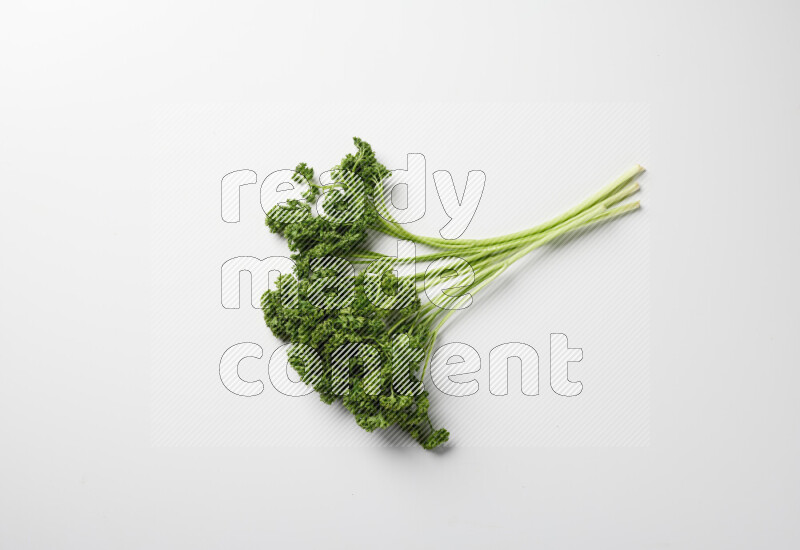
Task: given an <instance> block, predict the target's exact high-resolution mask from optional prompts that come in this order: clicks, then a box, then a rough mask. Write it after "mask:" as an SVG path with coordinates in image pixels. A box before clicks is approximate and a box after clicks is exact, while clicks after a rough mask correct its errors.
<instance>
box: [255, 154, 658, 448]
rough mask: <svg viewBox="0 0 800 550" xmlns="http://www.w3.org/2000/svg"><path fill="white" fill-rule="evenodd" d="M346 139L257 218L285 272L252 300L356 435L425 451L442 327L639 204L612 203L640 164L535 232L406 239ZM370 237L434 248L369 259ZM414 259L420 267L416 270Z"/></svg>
mask: <svg viewBox="0 0 800 550" xmlns="http://www.w3.org/2000/svg"><path fill="white" fill-rule="evenodd" d="M354 143H355V146H356V152H355V153H353V154H348V155H346V156H345V157H344V158H343V159H342V161H341V162H340V164H339V165H338V166H337V167H335V168H334V169H333V170H332V171H330V172H328V173H326V178H325V180H326V181H315V179H314V170H313V169H312V168H310V167H309V166H308V165H306V164H305V163H301V164H299V165H298V166H297V168H296V169H295V175H294V181H295V183H296V184H298V185H304V186H306V187H307V188H306V190H305V192H304V193H303V194H302V199H301V200H298V199H295V200H290V201H288V202H287V203H286V204H284V205H278V206H275V207H274V208H272V209H271V210H270V211H269V212H268V214H267V219H266V225H267V226H268V227H269V229H270V230H271V231H272V232H274V233H278V234H280V235H282V236H284V237H285V238H286V240H287V242H288V244H289V248H290V250H291V251H292V259H293V260H294V262H295V269H294V273H292V274H288V273H287V274H283V275H282V276H280V277H279V278H278V279H277V283H276V288H274V289H272V290H268V291H267V292H265V293H264V295H263V296H262V300H261V304H262V309H263V312H264V319H265V321H266V323H267V326H269V328H270V329H271V330H272V332H273V334H274V335H275V336H276V337H278V338H280V339H282V340H286V341H289V342H291V343H292V344H293V345H292V347H291V348H290V350H289V354H288V355H289V362H290V364H291V365H292V367H293V368H294V369H295V370H296V371H297V373H298V374H299V375H300V379H301V380H302V381H303V382H305V383H306V384H309V385H311V386H313V388H314V390H316V391H317V392H318V393H319V395H320V398H321V399H322V401H324V402H325V403H329V404H330V403H333V402H334V401H336V400H338V399H341V402H342V404H343V405H344V407H345V408H346V409H347V410H348V411H350V412H351V413H352V414H353V416H354V417H355V420H356V423H357V424H358V425H359V426H361V427H362V428H364V429H365V430H367V431H373V430H375V429H384V428H388V427H390V426H397V427H399V428H400V429H401V430H403V431H404V432H406V433H408V434H409V435H410V436H411V437H412V438H414V439H415V440H417V441H418V442H419V443H420V444H421V445H422V446H423V447H425V448H426V449H433V448H435V447H437V446H439V445H440V444H442V443H444V442H445V441H447V440H448V438H449V432H448V431H447V430H445V429H443V428H440V429H434V427H433V424H432V423H431V420H430V417H429V415H428V409H429V405H430V402H429V395H428V392H427V391H425V390H424V387H423V386H422V380H424V378H425V373H426V369H427V366H428V364H429V362H430V357H431V353H432V350H433V347H434V344H435V342H436V339H437V336H438V334H439V333H440V331H441V330H442V327H443V326H444V325H445V323H446V322H447V321H448V319H450V317H451V316H452V315H453V313H455V312H456V311H458V310H459V309H462V308H463V307H464V306H465V305H467V304H468V303H470V301H471V300H472V297H473V296H474V295H475V293H477V292H478V291H479V290H481V289H482V288H485V287H486V286H487V285H489V284H490V283H491V282H492V281H493V280H494V279H496V278H497V277H498V276H500V274H502V273H503V272H504V271H505V270H506V269H508V268H509V267H510V266H511V265H512V264H513V263H514V262H516V261H518V260H519V259H521V258H522V257H524V256H525V255H526V254H528V253H529V252H531V251H533V250H535V249H536V248H539V247H540V246H543V245H545V244H547V243H548V242H551V241H553V240H554V239H557V238H558V237H560V236H562V235H564V234H565V233H568V232H570V231H574V230H576V229H579V228H582V227H585V226H587V225H590V224H594V223H597V222H600V221H603V220H608V219H611V218H614V217H617V216H620V215H622V214H625V213H627V212H630V211H632V210H634V209H636V208H638V206H639V203H638V202H633V203H626V204H622V205H620V204H619V203H621V202H622V201H623V200H624V199H626V198H628V197H630V196H631V195H633V194H634V193H636V191H638V189H639V185H638V184H637V183H636V182H635V181H634V179H635V178H636V177H637V176H638V175H639V174H640V173H641V172H642V171H643V168H641V167H640V166H635V167H633V168H631V169H629V170H628V171H626V172H625V173H624V174H623V175H622V176H620V177H619V178H617V179H616V180H614V181H613V182H611V183H610V184H609V185H607V186H605V187H603V188H602V189H600V190H599V191H598V192H597V193H595V194H594V195H592V196H591V197H588V198H587V199H586V200H584V201H583V202H581V203H580V204H578V205H577V206H575V207H574V208H572V209H570V210H568V211H567V212H564V213H563V214H562V215H560V216H558V217H556V218H554V219H552V220H550V221H548V222H545V223H543V224H540V225H538V226H535V227H532V228H530V229H527V230H524V231H519V232H516V233H512V234H508V235H504V236H500V237H494V238H489V239H458V240H452V241H451V240H446V239H439V238H434V237H425V236H420V235H415V234H413V233H411V232H409V231H407V230H406V229H405V228H404V227H402V226H401V224H399V223H398V222H396V221H395V220H394V219H393V218H392V217H391V215H390V214H389V212H388V210H387V208H386V206H385V202H384V201H385V200H386V197H385V194H384V189H383V187H384V181H385V179H386V178H387V177H388V176H389V175H390V171H389V170H388V169H387V168H386V167H385V166H384V165H383V164H381V163H379V162H378V160H377V158H376V156H375V153H374V151H373V150H372V147H371V146H370V145H369V144H368V143H366V142H365V141H363V140H361V139H359V138H354ZM315 206H316V207H317V210H318V211H317V212H314V207H315ZM371 232H377V233H382V234H384V235H388V236H390V237H393V238H396V239H401V240H405V241H411V242H413V243H416V244H419V245H423V246H426V247H429V248H432V249H434V252H431V253H429V254H425V255H423V256H417V257H416V258H397V257H392V256H387V255H384V254H380V253H378V252H375V251H373V250H370V249H369V247H368V241H369V239H368V237H369V235H370V233H371ZM421 263H425V264H427V265H428V269H426V270H422V269H417V266H418V265H419V264H421ZM364 265H367V267H366V268H361V269H359V270H356V269H355V268H354V267H353V266H359V267H361V266H364ZM408 267H411V268H412V269H407V268H408ZM453 279H455V281H456V284H455V285H454V286H455V287H456V288H457V290H458V291H457V292H452V291H451V292H447V293H443V294H441V295H439V296H438V299H437V300H435V302H434V301H428V302H427V303H425V304H424V305H423V304H422V300H421V299H420V294H421V293H424V292H426V291H427V290H430V289H435V288H436V287H441V285H443V284H445V283H446V282H447V281H451V282H452V280H453ZM451 289H452V286H451Z"/></svg>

• _Task to complete_
The data above should be repeated exactly, minus any pictures.

• _Completed exercise_
Task: given an <instance> block, predict the target's exact high-resolution mask from optional prompts that come in this order: clicks, then a box, then a rough mask. Write it after "mask:" as an SVG path with coordinates in image pixels. A box before clicks is approximate and a box after clicks is exact, while clicks after a rough mask correct its errors.
<instance>
box: [255, 154, 658, 448]
rough mask: <svg viewBox="0 0 800 550" xmlns="http://www.w3.org/2000/svg"><path fill="white" fill-rule="evenodd" d="M346 139L257 218L285 272L252 300L356 435L425 451L442 327L639 204L612 203L640 164L535 232L406 239ZM370 237L434 248L369 259ZM414 259L420 267L416 270Z"/></svg>
mask: <svg viewBox="0 0 800 550" xmlns="http://www.w3.org/2000/svg"><path fill="white" fill-rule="evenodd" d="M354 143H355V146H356V152H355V153H353V154H348V155H346V156H345V157H344V158H343V159H342V161H341V162H340V164H339V165H338V166H337V167H335V168H334V169H333V170H332V171H330V172H328V173H326V178H325V180H326V181H315V179H314V170H313V169H312V168H310V167H309V166H308V165H306V164H305V163H301V164H299V165H298V166H297V168H296V169H295V175H294V181H295V183H296V184H298V185H304V186H306V187H307V188H306V190H305V192H304V193H303V194H302V199H301V200H298V199H295V200H290V201H288V202H287V203H286V204H284V205H278V206H275V207H274V208H272V209H271V210H270V211H269V212H268V214H267V219H266V225H267V226H268V227H269V229H270V230H271V231H272V232H274V233H278V234H280V235H282V236H284V237H285V238H286V240H287V242H288V244H289V248H290V250H291V251H292V259H293V260H294V262H295V269H294V273H292V274H288V273H287V274H283V275H282V276H280V277H279V278H278V279H277V283H276V288H274V289H272V290H268V291H267V292H265V293H264V295H263V296H262V300H261V304H262V309H263V312H264V319H265V321H266V323H267V326H269V328H270V329H271V330H272V332H273V334H274V335H275V336H276V337H278V338H280V339H282V340H286V341H289V342H291V343H292V344H293V345H292V347H291V348H290V350H289V354H288V355H289V362H290V364H291V365H292V367H293V368H294V369H295V370H296V371H297V373H298V374H299V375H300V379H301V380H302V381H303V382H305V383H306V384H309V385H311V386H313V388H314V390H316V391H317V392H318V393H319V395H320V398H321V399H322V401H324V402H325V403H329V404H330V403H333V402H334V401H336V400H338V399H341V402H342V404H343V405H344V407H345V408H346V409H347V410H348V411H350V412H351V413H352V414H353V416H354V417H355V420H356V423H357V424H358V425H359V426H361V427H362V428H364V429H365V430H367V431H373V430H375V429H384V428H388V427H390V426H397V427H399V428H400V429H401V430H403V431H404V432H406V433H408V434H409V435H410V436H411V437H412V438H414V439H415V440H417V441H418V442H419V443H420V444H421V445H422V446H423V447H425V448H426V449H433V448H435V447H437V446H439V445H440V444H442V443H444V442H445V441H447V440H448V438H449V432H448V431H447V430H445V429H443V428H440V429H434V427H433V424H432V423H431V420H430V417H429V415H428V409H429V405H430V402H429V395H428V392H427V391H425V390H424V387H423V386H422V380H424V378H425V373H426V369H427V366H428V364H429V362H430V357H431V353H432V350H433V347H434V344H435V342H436V339H437V336H438V334H439V333H440V331H441V330H442V327H443V326H444V325H445V323H446V322H447V321H448V319H450V317H451V316H452V315H453V313H455V312H456V311H458V310H459V309H462V308H463V307H464V306H465V305H467V304H468V303H470V301H471V300H472V297H473V296H474V295H475V293H477V292H478V291H479V290H481V289H482V288H485V287H486V286H487V285H489V284H490V283H491V282H492V281H493V280H494V279H496V278H497V277H498V276H500V274H502V273H503V272H504V271H505V270H506V269H508V268H509V267H510V266H511V265H512V264H513V263H514V262H516V261H518V260H519V259H521V258H522V257H524V256H525V255H526V254H528V253H529V252H531V251H533V250H535V249H536V248H539V247H540V246H543V245H545V244H547V243H548V242H551V241H553V240H554V239H557V238H558V237H560V236H562V235H564V234H565V233H568V232H570V231H574V230H576V229H579V228H582V227H585V226H587V225H590V224H594V223H597V222H600V221H603V220H608V219H611V218H614V217H617V216H620V215H622V214H625V213H627V212H630V211H632V210H634V209H636V208H638V206H639V203H638V202H633V203H626V204H622V205H620V204H619V203H621V202H622V201H623V200H624V199H626V198H628V197H630V196H631V195H633V194H634V193H636V191H638V189H639V185H638V184H637V183H636V182H635V181H634V179H635V178H636V177H637V176H638V175H639V174H640V173H641V172H642V171H643V168H641V167H640V166H635V167H633V168H631V169H629V170H628V171H626V172H625V173H624V174H623V175H622V176H620V177H619V178H617V179H616V180H614V181H613V182H611V183H610V184H609V185H607V186H605V187H603V188H602V189H600V190H599V191H598V192H597V193H595V194H594V195H592V196H591V197H588V198H587V199H586V200H584V201H583V202H581V203H580V204H578V205H577V206H575V207H574V208H572V209H570V210H568V211H567V212H564V213H563V214H562V215H560V216H558V217H556V218H554V219H552V220H550V221H548V222H545V223H543V224H540V225H538V226H535V227H532V228H530V229H527V230H524V231H519V232H516V233H512V234H508V235H504V236H500V237H494V238H489V239H458V240H452V241H451V240H446V239H439V238H434V237H425V236H420V235H415V234H413V233H411V232H409V231H407V230H406V229H405V228H404V227H402V226H401V224H399V223H398V222H396V221H395V220H394V219H393V218H392V217H391V215H390V214H389V212H388V210H387V208H386V206H385V202H384V201H385V200H386V197H385V194H384V189H383V187H384V181H385V179H386V178H387V177H388V176H389V175H390V171H389V170H388V169H387V168H386V167H385V166H384V165H383V164H381V163H379V162H378V160H377V158H376V156H375V153H374V151H373V150H372V147H371V146H370V145H369V144H368V143H366V142H365V141H363V140H361V139H359V138H354ZM315 206H316V207H317V210H318V211H317V212H314V207H315ZM371 232H377V233H382V234H384V235H388V236H390V237H393V238H396V239H401V240H405V241H411V242H413V243H416V244H419V245H423V246H426V247H429V248H432V249H434V252H431V253H429V254H425V255H423V256H417V257H416V258H397V257H392V256H387V255H384V254H380V253H378V252H375V251H373V250H370V249H369V247H368V241H369V239H368V237H369V235H370V233H371ZM421 263H425V264H427V265H428V269H426V270H422V269H417V266H418V265H419V264H421ZM364 265H367V267H366V268H361V269H359V270H356V269H355V268H354V267H353V266H359V267H361V266H364ZM408 267H411V268H412V269H407V268H408ZM453 279H455V281H456V284H455V285H454V286H455V287H456V288H457V290H458V291H457V292H452V291H451V292H447V293H443V294H441V295H439V296H438V299H437V300H435V302H434V301H428V302H427V303H425V304H424V305H423V304H422V300H421V299H420V294H421V293H424V292H426V291H427V290H430V289H435V288H436V287H441V285H443V284H445V283H446V282H447V281H451V282H452V280H453ZM451 289H452V286H451Z"/></svg>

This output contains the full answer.